(Referring expression data)
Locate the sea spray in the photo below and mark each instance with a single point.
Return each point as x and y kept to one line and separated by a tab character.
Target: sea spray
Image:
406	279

▸ **EXERCISE OBJECTIVE**:
Each record must be reproduced exactly, with nothing missing.

▸ **SOLUTION TO THIS TASK**:
Locate the sea spray in the photo below and mark each instance with a single point.
Return each point as x and y kept to one line and separated by a tab character.
Target: sea spray
Image:
406	279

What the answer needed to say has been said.